═══ EXERCISE MATERIALS ═══

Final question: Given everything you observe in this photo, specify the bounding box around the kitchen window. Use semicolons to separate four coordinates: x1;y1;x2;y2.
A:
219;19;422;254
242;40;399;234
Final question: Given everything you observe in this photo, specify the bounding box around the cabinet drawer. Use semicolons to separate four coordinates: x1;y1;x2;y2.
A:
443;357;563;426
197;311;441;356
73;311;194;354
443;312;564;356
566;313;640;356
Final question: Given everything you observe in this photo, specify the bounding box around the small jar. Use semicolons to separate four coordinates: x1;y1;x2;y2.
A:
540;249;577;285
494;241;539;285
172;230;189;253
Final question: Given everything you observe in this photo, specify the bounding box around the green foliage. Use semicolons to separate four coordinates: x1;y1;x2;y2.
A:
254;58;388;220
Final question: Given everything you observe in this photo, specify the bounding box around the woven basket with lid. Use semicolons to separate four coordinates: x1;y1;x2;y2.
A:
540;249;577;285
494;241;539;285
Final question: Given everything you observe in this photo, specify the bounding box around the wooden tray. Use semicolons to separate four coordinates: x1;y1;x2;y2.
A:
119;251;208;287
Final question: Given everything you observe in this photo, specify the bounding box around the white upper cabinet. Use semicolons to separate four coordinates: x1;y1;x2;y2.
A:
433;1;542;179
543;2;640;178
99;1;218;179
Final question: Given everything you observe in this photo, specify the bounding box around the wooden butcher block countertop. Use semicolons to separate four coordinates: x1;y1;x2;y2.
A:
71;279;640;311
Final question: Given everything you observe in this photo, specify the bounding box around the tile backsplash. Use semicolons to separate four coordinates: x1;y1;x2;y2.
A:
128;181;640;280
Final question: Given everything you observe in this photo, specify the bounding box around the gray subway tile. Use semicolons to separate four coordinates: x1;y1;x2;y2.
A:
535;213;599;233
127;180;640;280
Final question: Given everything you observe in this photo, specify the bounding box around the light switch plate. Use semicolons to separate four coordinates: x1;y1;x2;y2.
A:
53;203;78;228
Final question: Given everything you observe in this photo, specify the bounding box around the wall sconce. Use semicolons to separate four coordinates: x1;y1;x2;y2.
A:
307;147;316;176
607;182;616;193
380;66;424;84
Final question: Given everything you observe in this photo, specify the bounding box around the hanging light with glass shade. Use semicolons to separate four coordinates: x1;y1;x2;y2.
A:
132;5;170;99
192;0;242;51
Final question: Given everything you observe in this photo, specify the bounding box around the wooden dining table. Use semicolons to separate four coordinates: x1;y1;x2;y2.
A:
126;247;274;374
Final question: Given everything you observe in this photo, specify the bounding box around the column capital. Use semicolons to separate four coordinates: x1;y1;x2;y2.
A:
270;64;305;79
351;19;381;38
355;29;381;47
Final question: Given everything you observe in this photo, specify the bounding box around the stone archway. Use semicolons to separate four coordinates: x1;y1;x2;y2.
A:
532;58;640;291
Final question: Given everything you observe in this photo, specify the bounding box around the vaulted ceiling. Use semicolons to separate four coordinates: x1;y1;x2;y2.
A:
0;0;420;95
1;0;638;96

═══

**TRY IT**: Could you retype each record exactly as it appears?

**FINAL ANSWER**:
Final question: Given everything you observe in this photo, specify the bounding box around the kitchen window. Use semicolons to separate four coordinates: x1;y1;x2;y2.
A:
219;19;422;254
242;40;399;234
Final question: Given everything you observe in this photo, specify the bounding box around the cabinet drawer. Use semicolons to separate four coordinates: x1;y1;x2;y2.
A:
443;357;563;426
197;311;441;356
73;311;194;354
443;312;564;356
566;313;640;356
Final question: Given everything you observe in this photo, specify the bounding box around the small jar. Use semicolons to separate four coordinates: x1;y1;x2;y2.
A:
540;249;577;285
494;241;539;285
172;230;189;253
Final question: Given everything you observe in this photo, specify the bounding box around the green foliage. Use semicolons to separate four coordinates: x1;y1;x2;y2.
A:
254;58;388;220
Final question: Given everything you observe in this photo, specify the bounding box around the woven basket with lid. Use semicolons to separate four coordinates: x1;y1;x2;y2.
A:
540;249;577;285
494;241;539;285
Final question: Given everything you observe in this photo, specify the bounding box around the wooden tray. Use semicolons to separate four coordinates: x1;y1;x2;y2.
A:
119;251;208;287
Final question: Given everything you observe in this photo, specify the bounding box around the white upper cabinet. Use semicolons to separate four coordinates: x1;y1;x2;y2.
A:
433;1;542;179
543;2;640;178
99;1;218;179
Final question: Given everything you observe in this photo, specify the bounding box around the wooden butcher block countertop. Use semicolons to separate four coordinates: x1;y1;x2;y2.
A:
71;279;640;311
Final question: Given everything you observe in this photo, specify the bounding box around the tile backsplash. Use semicolons to separate four coordinates: x1;y1;x2;y2.
A:
128;181;640;280
Final question: Given everything you observe in this photo, specify the bounding box around the gray subway tile. Use semicolons to separate four coordinates: x1;y1;x2;y2.
A:
535;213;599;233
127;180;640;280
Final question: Given everything you observe in this photo, specify the bounding box around the light switch plate. Use semicolons to separate four coordinates: x1;y1;x2;y2.
A:
53;203;78;228
Final question: Given everything you observe in this photo, specify the bounding box around the wall sconce. Use semicolons to separate four coordinates: x1;y1;x2;y2.
A:
307;147;316;176
607;182;616;193
380;66;424;84
Final question: Given everything you observe in this photo, specify the bounding box around the hanging light with glass shade. Use semicolons to separate four coordinates: x1;y1;x2;y2.
A:
132;5;170;99
192;0;242;51
Final question: Given everything you observe in this photo, specify the bounding box around the wooden dining table. Use semicolons to separate four coordinates: x1;y1;x2;y2.
A:
126;247;274;374
Final question: Given everything you observe in this photo, specify the bounding box around the column capital. Use semicolons to separate four coordinates: x1;y1;x2;y2.
A:
270;64;305;79
351;19;381;38
355;29;381;47
Final question: Given everything you observe in this photo, specify the bounding box around the stone archway. Use semicolons to separate four coordinates: x1;y1;x2;y2.
A:
532;58;640;291
Final question: Given everything you observe in this photo, specify the bounding box around the vaulted ceiling. Use semicolons to separate four coordinates: x1;y1;x2;y2.
A:
0;0;420;95
1;0;638;96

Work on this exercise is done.